╭─ DATASET RECORDS
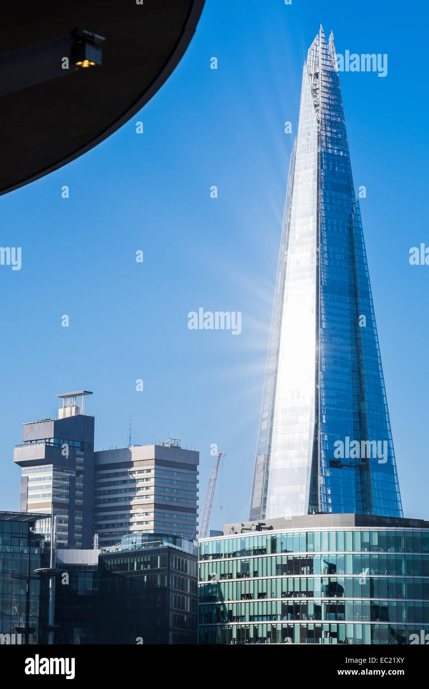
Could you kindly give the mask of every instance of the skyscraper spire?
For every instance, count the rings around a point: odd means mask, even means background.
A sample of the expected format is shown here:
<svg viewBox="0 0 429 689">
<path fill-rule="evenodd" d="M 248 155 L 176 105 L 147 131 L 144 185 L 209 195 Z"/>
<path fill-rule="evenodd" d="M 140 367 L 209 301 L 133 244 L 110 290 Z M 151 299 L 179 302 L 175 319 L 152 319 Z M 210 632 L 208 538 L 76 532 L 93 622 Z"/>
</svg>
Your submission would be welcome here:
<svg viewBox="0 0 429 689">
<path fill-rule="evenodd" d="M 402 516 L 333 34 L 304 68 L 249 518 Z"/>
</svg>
╰─
╭─ DATASET RECORDS
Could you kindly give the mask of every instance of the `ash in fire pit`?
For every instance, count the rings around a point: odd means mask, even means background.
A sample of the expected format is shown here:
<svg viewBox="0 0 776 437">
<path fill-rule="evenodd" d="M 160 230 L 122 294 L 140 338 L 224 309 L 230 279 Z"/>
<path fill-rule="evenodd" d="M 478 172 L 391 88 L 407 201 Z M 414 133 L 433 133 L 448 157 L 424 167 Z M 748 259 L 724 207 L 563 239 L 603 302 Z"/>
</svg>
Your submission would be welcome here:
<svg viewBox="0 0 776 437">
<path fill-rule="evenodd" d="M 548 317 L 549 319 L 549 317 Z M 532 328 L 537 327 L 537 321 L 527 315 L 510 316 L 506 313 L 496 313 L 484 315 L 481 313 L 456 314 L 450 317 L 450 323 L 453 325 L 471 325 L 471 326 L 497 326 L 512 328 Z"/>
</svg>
╰─
REQUEST: Please gather every line in the records above that contains the word "give", and copy each one out in full.

SOLUTION FOR THIS EXERCISE:
Could you kindly give the mask of every instance of the skyscraper spire?
Could you kindly give the mask of every instance of the `ash in fire pit`?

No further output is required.